> Data records

*****

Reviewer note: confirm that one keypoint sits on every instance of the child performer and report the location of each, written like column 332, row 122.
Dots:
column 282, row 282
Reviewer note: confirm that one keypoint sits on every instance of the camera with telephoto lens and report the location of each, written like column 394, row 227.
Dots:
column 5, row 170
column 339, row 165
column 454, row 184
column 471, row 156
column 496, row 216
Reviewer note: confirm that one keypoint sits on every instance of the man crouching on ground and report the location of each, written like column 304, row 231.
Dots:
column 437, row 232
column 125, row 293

*****

> Exercise goal
Report only the number of lines above that contain "every".

> Finished task
3